---------- Selected excerpt ----------

In his LECTURE From Memory Wars to Memory Work: Relational Remembrance in Pınar Öğrenci's Aşît (The Avalanche), Michael Rothberg examined recent debates in German memory culture, tracing what has been termed the "Historikerstreit 2.0" through several public controversies in the German media landscape. He discussed the 2020 case of Cameroonian historian Achille Mbembe, who faced accusations of antisemitism for relating aspects of South African apartheid with Israeli occupation and the Holocaust in his scholarly work. Rothberg also addressed attacks following the 2021 German translation of own book Multidirectional Memory (originally published in 2009) and the 2022 documenta 15 exhibition scandal, exploring how practices of German Holocaust memory, comparative approaches to genocide, and discussions of Israel/Palestine have generated significant tensions to the point of a “memory war” in German public discourse.

---------- Data excerpts ----------

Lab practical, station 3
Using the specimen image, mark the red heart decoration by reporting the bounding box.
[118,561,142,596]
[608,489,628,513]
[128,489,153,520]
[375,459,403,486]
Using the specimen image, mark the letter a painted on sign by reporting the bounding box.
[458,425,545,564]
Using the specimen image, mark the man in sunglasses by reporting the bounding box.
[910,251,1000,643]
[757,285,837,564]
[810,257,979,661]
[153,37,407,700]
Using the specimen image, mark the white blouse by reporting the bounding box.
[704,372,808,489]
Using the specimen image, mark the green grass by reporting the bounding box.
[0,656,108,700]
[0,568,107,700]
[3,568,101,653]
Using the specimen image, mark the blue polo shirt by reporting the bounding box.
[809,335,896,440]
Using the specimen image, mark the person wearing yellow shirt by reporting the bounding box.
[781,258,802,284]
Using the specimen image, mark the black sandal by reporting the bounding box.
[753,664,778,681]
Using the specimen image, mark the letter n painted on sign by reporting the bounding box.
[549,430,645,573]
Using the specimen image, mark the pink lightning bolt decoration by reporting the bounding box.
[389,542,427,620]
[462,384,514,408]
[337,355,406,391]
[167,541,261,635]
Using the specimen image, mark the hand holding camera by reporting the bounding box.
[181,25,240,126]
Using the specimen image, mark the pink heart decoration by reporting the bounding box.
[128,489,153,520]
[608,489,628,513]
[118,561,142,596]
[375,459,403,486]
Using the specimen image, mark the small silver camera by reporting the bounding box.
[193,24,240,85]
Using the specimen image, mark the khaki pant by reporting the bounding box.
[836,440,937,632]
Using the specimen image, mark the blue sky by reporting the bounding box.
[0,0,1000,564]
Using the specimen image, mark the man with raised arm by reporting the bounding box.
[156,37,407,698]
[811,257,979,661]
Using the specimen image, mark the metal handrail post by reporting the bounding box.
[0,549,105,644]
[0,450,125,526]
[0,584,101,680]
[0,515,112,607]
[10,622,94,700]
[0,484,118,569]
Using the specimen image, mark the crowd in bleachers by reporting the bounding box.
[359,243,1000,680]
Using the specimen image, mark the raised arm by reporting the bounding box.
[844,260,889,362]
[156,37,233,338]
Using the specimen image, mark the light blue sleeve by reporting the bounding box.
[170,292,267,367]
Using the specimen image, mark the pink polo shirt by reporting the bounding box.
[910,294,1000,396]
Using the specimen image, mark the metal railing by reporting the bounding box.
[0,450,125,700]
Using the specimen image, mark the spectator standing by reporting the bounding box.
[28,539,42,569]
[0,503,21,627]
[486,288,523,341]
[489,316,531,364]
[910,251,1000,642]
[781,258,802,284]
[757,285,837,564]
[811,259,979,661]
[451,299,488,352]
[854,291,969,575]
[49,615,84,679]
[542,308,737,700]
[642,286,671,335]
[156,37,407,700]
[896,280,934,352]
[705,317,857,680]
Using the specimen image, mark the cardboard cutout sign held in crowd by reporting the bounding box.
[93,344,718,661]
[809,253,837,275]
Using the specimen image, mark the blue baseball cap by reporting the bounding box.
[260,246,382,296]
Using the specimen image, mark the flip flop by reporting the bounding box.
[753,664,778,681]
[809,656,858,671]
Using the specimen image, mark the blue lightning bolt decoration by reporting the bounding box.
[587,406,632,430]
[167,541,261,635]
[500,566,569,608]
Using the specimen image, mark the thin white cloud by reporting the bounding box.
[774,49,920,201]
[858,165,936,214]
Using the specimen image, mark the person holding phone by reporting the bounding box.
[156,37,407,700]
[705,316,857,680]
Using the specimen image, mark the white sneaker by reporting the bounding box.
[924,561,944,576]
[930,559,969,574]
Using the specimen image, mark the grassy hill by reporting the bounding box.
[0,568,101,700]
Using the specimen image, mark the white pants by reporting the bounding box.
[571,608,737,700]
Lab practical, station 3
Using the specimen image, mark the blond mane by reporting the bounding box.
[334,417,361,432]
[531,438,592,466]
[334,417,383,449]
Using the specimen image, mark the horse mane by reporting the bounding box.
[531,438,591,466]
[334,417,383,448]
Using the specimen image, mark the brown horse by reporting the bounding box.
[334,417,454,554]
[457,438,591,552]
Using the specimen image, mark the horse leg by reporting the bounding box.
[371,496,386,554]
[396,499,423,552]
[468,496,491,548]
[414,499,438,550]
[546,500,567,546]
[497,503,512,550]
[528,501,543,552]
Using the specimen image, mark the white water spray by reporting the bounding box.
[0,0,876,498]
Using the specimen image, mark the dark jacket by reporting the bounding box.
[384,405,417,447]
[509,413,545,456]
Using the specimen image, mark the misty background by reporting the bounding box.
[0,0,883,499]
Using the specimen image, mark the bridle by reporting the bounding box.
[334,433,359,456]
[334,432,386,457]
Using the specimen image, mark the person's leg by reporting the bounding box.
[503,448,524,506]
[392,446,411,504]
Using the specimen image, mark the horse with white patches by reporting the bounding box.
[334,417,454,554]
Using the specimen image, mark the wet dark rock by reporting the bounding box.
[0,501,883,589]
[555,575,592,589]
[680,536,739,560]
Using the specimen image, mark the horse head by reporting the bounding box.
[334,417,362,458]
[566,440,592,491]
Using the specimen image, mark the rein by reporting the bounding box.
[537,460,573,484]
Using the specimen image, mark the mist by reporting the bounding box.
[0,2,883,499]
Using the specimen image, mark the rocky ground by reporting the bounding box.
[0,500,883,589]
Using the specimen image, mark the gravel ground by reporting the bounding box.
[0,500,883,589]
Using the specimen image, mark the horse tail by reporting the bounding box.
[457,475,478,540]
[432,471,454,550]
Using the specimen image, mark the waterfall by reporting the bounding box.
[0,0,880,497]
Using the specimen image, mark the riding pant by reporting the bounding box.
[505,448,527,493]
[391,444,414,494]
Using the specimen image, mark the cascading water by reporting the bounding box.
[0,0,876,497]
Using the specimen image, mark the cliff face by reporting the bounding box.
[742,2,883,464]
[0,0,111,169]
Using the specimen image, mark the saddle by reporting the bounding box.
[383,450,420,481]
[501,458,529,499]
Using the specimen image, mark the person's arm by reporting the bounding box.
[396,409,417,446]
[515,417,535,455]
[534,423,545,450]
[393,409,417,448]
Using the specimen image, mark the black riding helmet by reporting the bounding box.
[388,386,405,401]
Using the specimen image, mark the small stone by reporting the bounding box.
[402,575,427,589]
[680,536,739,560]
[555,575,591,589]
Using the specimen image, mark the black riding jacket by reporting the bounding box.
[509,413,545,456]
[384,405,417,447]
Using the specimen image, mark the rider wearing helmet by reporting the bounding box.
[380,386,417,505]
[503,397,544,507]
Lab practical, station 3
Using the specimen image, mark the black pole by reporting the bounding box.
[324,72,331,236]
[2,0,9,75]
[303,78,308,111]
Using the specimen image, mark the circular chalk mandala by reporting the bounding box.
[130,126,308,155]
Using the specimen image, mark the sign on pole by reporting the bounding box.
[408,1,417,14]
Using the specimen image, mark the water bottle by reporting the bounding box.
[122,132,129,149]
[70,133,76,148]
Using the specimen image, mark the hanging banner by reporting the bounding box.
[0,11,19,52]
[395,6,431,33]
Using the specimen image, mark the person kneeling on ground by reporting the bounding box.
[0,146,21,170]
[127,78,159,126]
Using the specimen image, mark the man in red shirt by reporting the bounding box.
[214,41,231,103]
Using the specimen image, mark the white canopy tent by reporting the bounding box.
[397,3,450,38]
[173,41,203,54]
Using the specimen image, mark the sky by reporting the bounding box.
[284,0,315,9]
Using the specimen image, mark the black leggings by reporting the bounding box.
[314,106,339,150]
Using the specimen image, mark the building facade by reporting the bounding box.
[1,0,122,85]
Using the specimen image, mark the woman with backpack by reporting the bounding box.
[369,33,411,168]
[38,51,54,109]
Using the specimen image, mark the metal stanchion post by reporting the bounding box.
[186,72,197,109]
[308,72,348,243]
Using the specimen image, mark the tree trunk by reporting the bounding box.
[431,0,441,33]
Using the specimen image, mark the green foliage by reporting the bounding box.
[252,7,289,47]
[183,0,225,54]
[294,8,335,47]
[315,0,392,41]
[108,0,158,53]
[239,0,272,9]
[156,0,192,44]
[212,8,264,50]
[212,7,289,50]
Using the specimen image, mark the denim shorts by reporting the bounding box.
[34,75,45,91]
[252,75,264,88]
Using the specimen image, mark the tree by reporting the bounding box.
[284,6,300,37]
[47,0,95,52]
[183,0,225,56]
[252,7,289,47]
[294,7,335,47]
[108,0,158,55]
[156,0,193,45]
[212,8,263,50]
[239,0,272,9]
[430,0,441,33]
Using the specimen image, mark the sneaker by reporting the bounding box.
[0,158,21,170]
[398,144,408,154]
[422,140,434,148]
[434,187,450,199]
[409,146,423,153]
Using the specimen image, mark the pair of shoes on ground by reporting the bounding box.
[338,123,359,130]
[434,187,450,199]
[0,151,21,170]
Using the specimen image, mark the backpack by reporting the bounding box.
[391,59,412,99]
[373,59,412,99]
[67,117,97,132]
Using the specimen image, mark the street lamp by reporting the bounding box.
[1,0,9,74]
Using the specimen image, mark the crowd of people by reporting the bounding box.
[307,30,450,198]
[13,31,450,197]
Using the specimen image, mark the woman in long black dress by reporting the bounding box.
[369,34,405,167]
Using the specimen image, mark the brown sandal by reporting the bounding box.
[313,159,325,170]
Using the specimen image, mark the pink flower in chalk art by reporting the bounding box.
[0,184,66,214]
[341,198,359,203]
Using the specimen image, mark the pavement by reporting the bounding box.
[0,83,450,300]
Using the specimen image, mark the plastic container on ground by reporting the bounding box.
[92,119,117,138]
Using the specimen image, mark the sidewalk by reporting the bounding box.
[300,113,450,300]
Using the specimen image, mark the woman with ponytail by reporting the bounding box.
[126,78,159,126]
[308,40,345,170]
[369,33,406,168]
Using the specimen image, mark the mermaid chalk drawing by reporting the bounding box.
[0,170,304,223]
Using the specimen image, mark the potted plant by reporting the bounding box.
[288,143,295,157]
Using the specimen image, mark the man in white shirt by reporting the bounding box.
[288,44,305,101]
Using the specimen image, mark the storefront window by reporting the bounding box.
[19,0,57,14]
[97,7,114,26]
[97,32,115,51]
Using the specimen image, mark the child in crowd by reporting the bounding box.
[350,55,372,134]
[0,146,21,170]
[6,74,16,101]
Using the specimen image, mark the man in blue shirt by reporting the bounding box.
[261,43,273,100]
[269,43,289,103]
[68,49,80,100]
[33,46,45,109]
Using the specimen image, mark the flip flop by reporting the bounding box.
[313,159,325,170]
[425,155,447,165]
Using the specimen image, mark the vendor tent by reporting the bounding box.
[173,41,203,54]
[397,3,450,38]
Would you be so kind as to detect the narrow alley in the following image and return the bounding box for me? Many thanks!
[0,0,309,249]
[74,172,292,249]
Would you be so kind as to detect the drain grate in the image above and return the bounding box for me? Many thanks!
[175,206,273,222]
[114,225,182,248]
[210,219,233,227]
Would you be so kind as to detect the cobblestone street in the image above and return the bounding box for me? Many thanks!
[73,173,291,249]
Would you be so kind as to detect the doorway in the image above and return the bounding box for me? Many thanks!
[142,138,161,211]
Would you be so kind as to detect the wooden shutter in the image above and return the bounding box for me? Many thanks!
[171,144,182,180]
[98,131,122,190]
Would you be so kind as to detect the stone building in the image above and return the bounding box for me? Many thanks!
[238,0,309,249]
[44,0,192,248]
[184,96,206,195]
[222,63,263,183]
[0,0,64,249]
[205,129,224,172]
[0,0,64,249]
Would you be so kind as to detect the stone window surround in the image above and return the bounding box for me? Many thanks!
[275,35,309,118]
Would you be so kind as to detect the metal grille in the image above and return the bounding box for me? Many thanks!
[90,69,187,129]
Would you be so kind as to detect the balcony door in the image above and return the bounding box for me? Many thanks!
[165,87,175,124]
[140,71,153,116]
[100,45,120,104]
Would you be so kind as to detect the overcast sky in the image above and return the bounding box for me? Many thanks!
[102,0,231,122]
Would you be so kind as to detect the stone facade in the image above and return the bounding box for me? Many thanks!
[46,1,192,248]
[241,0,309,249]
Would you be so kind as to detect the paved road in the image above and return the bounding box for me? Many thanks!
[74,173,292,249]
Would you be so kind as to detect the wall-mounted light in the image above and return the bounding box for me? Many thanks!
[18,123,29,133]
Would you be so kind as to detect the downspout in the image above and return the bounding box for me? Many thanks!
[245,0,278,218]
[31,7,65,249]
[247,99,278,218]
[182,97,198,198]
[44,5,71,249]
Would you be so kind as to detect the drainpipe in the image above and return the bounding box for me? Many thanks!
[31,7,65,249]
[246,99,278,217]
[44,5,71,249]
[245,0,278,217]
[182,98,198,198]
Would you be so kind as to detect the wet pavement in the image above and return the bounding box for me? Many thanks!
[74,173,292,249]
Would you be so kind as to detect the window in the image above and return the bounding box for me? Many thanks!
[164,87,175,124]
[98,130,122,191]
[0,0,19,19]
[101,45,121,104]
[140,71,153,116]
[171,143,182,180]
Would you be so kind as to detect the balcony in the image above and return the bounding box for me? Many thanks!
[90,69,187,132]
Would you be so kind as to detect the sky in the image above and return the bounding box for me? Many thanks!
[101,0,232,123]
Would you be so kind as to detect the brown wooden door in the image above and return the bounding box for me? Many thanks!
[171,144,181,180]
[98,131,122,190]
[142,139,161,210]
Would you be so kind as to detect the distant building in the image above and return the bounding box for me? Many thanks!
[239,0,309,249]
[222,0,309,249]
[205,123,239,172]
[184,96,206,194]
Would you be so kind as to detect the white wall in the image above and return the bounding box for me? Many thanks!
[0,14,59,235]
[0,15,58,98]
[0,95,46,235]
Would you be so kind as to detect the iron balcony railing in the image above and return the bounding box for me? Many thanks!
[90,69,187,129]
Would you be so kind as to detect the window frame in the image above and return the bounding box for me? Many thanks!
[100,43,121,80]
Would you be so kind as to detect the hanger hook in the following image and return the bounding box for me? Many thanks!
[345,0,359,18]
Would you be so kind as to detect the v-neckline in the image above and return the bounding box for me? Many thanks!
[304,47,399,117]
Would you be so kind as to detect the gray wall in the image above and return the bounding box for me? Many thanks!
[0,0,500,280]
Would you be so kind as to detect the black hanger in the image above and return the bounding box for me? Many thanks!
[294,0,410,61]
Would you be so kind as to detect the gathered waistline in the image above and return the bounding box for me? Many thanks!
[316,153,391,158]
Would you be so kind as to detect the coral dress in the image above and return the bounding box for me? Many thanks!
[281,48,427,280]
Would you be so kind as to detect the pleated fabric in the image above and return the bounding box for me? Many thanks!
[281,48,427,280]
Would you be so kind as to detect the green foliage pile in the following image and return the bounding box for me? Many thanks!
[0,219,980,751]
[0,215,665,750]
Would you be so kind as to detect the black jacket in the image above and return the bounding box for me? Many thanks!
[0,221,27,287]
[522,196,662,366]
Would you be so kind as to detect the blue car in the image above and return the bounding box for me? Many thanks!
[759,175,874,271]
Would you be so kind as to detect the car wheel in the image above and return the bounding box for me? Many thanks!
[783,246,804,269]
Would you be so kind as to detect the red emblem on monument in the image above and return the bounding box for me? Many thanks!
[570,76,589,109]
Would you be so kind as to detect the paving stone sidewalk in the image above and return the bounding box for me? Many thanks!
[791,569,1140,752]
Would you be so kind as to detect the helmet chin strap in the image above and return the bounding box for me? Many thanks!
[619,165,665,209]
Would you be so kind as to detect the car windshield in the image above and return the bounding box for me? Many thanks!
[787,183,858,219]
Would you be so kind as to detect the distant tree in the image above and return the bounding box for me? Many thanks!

----------

### [What is asked]
a – Decide whether each statement agrees with the lecture summary, answering yes or no and quoting the words of the summary that settle it: (i) The case of Achille Mbembe dates from 2020. (ii) Multidirectional Memory first appeared in 2021. (iii) The documenta 15 exhibition scandal took place in 2022.
b – Write a few sentences that pick up the lecture summary on Michael Rothberg's talk after its final sentence.
The rows were taken from a separate source.

### [Answers below]
a –
(i) Yes: "the 2020 case of Cameroonian historian Achille Mbembe"
(ii) No: "originally published in 2009"
(iii) Yes: "the 2022 documenta 15 exhibition scandal"

b –
The lecture's focus, however, was Pınar Öğrenci's film Aşît (The Avalanche), a sixty-minute essay-film by a Kurdish artist in Berlin, which had been shown at documenta 15. Through careful cinematography and montage of image, sound, and archival material, the film excavates the intertwined histories of Armenians and Kurds in eastern Turkey. Rothberg highlighted how Öğrenci's work practices "relational remembrance" – connecting the Armenian genocide, Kurdish experiences, and other histories of violence while respecting their distinct contexts.
Rothberg concluded by arguing against what he termed the "provincialism of German memory culture." Öğrenci's cosmopolitan approach, he suggested, offers an alternative: one that acknowledges entangled histories across borders and refuses narrow nationalist frameworks. The film demonstrates how attention to interconnected pasts can open new possibilities for memory work.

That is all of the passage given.